### Domande
1 - Elenchi le cause che, secondo la recensione del film Happy End, hanno reso la famiglia Laurent del tutto estranea al mondo che la circonda.
2 - Ricopi il brano della recensione del film Happy End che inizia con le parole "Solitudine, malattia, morte, e" e termina con le parole "della propria desolazione.".
3 - Risponda alle seguenti domande sulla recensione del film Happy End.
(a) In quale città vive la famiglia Laurent?
(b) In quale anno Amour ha ottenuto la Palma d'Oro a Cannes?
(c) A chi viene attribuito il pensiero sulle famiglie felici e infelici?

### Testo fornito
Cannes 2017: Happy End e lo smantellamento definitivo dell’ipocrisia borghese secondo Michael Haneke
L’Happy End di Michael Haneke é un paradosso annunciato sin dal titolo. Opera che si attesta un po’ come il seguito (o meglio la controparte) ‘ideale’di Amour (Palma d’Oro a Cannes 2012, Premio Oscar come miglior film straniero nel 2013), quest’ultimo lavoro del regista austriaco Michael Haneke traccia per intero il circolo vizioso dell’infelicità che passa per la famiglia, o meglio le famiglie. “Tutte le famiglie felici si assomigliano fra loro, ogni famiglia infelice è infelice a suo modo”; un pensiero che formulò cosi lucidamente per la prima volta Lev Tolstoj, ma che non ha mai smesso di valere perché incarna una profondissima verità. Una verità alla quale Haneke aggiunge in questo suo ‘compendio di analisi sociale’ un’altra forse banale ma altrettanto importante riflessione, ovvero che i soldi non fanno la felicità, cosi come non salvano dalla desolazione, o dalla solitudine. Negli enormi spazi riccamente ammobiliati dell’aristocratica famiglia dei Laurent (ricchi imprenditori rintanati nel loro lucido mondo di Calais) sembrano infatti esserci tutti gli ’ingredienti’ classici di quel disagio esistenziale che nemmeno i mucchi di soldi, gli abiti inamidati o le posate d’argento riescono a colmare. E, anzi, pare che in fondo tutti aspirino (nessuno escluso) a essere ‘altrove’.
Solitudine, malattia, morte, e soprattutto anaffettività diffusa hanno infatti reso l’intera famiglia Laurent, e nella trasversalità delle generazioni, del tutto estranea al mondo che la circonda. Un mondo che nel tempo si è ristretto sempre di più fino a collassare su se stesso e a coincidere esattamente con l’io di ciascuno di loro. L’egoismo dunque riportato allo stato puro, alla sua essenza primigenia. Ancora una famiglia borghese vivisezionata e smantellata pezzo per pezzo, ancora un’opulenza smascherata nel grigiore della propria desolazione.

### Dati grezzi
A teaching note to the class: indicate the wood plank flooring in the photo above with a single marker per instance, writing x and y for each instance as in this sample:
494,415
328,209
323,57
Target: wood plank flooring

### Soluzioni degli esercizi
1 - Solitudine, malattia, morte, anaffettività diffusa

2 -
Solitudine, malattia, morte, e soprattutto anaffettività diffusa hanno infatti reso l’intera famiglia Laurent, e nella trasversalità delle generazioni, del tutto estranea al mondo che la circonda. Un mondo che nel tempo si è ristretto sempre di più fino a collassare su se stesso e a coincidere esattamente con l’io di ciascuno di loro. L’egoismo dunque riportato allo stato puro, alla sua essenza primigenia. Ancora una famiglia borghese vivisezionata e smantellata pezzo per pezzo, ancora un’opulenza smascherata nel grigiore della propria desolazione.

3 -
(a) A Calais
(b) Nel 2012
(c) A Lev Tolstoj